#### Textauszug
..............................

# Motorsägenschein ?



## Gardenfly (19. Januar 2007)

aus gegebenen Anlass brauche ich eine Kettensäge , nun sagt mir ein Bekannter das seid dem 1 Januar eine Art Führerschein benötigt wird ohne den niemand eine Säge betreiben darf, und da er der örtlichen Feuerwehr angehört könnte es stimmen (evtl. nur für Vereine?).


----------



## honeybee (19. Januar 2007)

*AW: Motorsägenschein ?*

Also wenn Du das nur für dich benötigst, brauchst Du keinen Schein. 
Wenn Du im Forst Dir Holz machen willst, verlangen die auch nen Schein, zumindest hier.
In der Feuerwehr brauchen wir einen Motorsägenschein schon aus versicherungstechnischen Gründen.


----------



## Clyde (19. Januar 2007)

*AW: Motorsägenschein ?*

Also meinen Kenntnissen nach (sind aber noch vom vor dem 01.01.) braucht man den Kettensägenschein nur wenn man "öffentlich", gewerblich, also inner Firma oder halt Rettungskräfte und so nutzen will. Ist auch schon richtig so, wenn man einen Baum fällen will sollte man auch wissen was man alles falsch machen kann.
Aber in deinem Garten wird wohl keiner vorbeikommen und deinen Schein kontrollieren.


----------



## mot67 (19. Januar 2007)

*AW: Motorsägenschein ?*

hab ich nix von gehört. kann ich mir auch nicht vorstellen, sollen jetzt alle, die seit jahren oder jahrzehnten mit motorsägen am werkeln sind nen schein nachmachen?

..............................

#### Kurze Aufgabe 1
Zitieren Sie aus dem Textauszug den Abschnitt von „Aber in deinem“ bis „nen schein nachmachen?“.
#### Kurze Aufgabe 2
Nennen Sie alle Benutzernamen, unter denen im Textauszug Beiträge verfasst wurden.

..............................

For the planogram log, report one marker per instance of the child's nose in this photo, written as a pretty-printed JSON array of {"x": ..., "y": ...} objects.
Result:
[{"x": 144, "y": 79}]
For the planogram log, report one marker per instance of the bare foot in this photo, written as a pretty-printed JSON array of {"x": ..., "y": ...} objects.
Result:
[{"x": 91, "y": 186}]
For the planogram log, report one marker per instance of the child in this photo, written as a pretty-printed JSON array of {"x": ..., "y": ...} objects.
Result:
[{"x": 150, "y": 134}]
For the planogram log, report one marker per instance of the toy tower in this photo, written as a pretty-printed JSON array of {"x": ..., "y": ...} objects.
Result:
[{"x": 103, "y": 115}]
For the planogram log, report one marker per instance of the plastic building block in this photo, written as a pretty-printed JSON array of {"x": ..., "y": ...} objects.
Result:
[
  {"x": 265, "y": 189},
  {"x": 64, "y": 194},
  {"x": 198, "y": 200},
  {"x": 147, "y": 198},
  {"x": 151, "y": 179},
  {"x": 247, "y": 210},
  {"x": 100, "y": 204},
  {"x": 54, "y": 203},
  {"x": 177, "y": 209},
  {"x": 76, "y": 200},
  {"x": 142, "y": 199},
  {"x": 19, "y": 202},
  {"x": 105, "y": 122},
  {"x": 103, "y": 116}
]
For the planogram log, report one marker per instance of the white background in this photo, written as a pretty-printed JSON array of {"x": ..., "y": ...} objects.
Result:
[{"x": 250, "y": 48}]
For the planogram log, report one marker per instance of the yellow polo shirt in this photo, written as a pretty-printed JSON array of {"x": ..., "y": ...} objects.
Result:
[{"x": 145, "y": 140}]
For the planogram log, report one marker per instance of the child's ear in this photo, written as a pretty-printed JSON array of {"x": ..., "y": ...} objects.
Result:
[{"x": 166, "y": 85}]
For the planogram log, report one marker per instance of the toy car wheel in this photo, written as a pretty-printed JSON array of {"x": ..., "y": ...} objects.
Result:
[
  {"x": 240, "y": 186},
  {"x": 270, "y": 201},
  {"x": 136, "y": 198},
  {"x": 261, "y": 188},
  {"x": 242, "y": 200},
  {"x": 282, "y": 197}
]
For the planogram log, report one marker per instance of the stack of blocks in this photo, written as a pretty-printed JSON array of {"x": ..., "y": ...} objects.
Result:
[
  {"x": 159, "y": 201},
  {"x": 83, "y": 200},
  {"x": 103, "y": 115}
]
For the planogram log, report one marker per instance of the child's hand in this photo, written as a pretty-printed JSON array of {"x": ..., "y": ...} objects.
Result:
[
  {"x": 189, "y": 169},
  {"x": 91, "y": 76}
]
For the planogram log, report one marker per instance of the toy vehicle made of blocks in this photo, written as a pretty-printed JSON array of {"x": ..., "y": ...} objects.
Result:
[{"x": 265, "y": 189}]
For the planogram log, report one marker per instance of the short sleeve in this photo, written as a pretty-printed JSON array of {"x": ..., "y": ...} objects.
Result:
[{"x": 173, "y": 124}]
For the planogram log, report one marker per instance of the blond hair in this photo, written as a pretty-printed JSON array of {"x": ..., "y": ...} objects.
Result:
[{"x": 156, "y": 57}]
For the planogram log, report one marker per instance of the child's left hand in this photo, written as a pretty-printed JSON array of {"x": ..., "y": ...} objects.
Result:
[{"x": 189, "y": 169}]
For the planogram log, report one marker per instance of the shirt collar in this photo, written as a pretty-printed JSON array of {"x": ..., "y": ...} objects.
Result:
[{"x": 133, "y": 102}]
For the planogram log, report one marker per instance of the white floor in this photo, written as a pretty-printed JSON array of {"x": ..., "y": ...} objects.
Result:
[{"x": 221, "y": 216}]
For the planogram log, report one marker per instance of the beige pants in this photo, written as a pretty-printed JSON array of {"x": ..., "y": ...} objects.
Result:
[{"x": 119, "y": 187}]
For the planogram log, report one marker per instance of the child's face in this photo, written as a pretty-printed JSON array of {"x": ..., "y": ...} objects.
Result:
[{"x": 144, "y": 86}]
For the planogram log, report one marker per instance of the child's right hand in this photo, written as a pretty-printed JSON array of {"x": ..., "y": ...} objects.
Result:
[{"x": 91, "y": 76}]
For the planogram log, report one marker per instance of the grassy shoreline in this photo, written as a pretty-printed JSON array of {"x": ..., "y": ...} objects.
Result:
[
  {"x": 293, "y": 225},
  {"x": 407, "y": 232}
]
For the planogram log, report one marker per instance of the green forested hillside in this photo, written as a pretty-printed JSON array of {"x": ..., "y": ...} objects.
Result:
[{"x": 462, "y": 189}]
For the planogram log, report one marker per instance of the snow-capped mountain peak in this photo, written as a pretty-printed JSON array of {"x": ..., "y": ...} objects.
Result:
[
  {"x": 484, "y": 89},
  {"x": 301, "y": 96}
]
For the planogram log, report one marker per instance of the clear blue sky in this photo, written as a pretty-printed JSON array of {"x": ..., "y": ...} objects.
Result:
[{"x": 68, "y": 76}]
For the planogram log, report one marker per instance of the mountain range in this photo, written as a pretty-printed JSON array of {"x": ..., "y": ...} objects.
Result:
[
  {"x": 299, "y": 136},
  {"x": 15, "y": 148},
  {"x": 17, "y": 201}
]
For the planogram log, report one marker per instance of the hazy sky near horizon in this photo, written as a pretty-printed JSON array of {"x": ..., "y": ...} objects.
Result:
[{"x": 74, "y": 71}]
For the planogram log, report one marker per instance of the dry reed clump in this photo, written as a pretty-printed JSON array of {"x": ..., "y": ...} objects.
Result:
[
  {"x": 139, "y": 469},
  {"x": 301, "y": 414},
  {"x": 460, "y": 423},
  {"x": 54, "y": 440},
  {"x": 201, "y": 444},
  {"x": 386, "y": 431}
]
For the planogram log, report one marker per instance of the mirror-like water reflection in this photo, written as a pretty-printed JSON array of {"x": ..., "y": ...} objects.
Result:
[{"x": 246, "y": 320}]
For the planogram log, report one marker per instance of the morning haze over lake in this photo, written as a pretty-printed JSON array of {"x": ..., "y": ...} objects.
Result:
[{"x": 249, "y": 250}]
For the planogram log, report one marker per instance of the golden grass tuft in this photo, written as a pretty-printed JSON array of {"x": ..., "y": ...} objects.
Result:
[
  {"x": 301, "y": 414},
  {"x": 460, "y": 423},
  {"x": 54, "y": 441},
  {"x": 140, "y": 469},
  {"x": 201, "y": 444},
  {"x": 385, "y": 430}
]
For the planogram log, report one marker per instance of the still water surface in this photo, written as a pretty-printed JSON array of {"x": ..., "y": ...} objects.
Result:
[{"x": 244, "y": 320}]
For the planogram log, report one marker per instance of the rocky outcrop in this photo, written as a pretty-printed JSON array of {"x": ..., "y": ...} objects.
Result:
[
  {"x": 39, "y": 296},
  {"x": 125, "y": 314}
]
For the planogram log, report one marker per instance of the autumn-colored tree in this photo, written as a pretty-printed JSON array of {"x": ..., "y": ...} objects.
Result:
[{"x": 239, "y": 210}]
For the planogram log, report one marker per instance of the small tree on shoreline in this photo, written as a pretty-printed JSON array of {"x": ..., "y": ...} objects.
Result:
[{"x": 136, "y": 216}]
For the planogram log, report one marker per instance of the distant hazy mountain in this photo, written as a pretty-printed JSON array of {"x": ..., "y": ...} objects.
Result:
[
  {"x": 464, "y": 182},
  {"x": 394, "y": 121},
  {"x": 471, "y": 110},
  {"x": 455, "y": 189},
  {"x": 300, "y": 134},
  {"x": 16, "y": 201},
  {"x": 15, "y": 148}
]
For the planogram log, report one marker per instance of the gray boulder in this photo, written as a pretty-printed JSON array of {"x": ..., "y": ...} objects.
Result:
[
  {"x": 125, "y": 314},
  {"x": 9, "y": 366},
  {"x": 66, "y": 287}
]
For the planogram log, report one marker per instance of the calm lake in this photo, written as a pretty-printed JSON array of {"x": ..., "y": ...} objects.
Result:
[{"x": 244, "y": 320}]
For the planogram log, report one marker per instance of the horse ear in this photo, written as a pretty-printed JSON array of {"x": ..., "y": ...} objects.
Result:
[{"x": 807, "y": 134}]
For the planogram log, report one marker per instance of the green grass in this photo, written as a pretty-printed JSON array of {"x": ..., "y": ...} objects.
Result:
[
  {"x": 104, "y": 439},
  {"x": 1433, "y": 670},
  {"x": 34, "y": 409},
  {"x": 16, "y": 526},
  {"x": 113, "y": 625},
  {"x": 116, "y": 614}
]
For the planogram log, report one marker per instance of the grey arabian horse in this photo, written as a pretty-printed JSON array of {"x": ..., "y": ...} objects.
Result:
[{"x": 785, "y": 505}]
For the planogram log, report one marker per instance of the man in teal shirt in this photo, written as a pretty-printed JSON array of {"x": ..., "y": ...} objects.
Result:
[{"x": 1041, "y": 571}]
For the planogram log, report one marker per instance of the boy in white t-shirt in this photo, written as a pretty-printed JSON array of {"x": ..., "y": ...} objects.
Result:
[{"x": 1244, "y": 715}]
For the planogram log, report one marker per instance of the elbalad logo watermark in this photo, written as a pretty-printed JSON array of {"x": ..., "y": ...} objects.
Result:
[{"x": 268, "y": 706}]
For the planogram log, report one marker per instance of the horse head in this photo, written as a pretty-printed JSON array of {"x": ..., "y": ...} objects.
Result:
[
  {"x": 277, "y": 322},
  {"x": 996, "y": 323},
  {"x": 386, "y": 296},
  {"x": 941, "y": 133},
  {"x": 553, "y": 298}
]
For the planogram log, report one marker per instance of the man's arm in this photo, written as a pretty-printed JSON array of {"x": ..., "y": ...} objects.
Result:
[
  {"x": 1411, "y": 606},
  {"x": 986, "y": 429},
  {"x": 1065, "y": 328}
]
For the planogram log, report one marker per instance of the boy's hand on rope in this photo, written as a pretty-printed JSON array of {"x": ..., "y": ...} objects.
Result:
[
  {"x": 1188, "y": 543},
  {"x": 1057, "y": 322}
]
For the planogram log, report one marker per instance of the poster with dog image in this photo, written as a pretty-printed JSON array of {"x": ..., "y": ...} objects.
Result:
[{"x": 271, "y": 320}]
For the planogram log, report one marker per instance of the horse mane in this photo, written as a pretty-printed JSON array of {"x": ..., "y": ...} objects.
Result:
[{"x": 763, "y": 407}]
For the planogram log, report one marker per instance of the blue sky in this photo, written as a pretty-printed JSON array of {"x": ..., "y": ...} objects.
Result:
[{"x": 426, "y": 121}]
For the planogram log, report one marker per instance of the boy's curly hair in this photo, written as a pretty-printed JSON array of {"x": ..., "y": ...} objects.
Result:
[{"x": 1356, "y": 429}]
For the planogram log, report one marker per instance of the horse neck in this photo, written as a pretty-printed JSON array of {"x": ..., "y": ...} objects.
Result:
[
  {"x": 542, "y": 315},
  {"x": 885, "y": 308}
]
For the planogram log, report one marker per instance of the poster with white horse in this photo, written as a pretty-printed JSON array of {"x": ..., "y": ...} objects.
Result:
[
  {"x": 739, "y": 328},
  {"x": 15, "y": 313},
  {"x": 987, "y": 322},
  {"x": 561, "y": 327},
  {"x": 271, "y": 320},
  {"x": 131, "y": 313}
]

..............................

#### Lösung der Aufgabe 1
Aber in deinem Garten wird wohl keiner vorbeikommen und deinen Schein kontrollieren.


----------



## mot67 (19. Januar 2007)

*AW: Motorsägenschein ?*

hab ich nix von gehört. kann ich mir auch nicht vorstellen, sollen jetzt alle, die seit jahren oder jahrzehnten mit motorsägen am werkeln sind nen schein nachmachen?

#### Lösung der Aufgabe 2
Gardenfly, honeybee, Clyde, mot67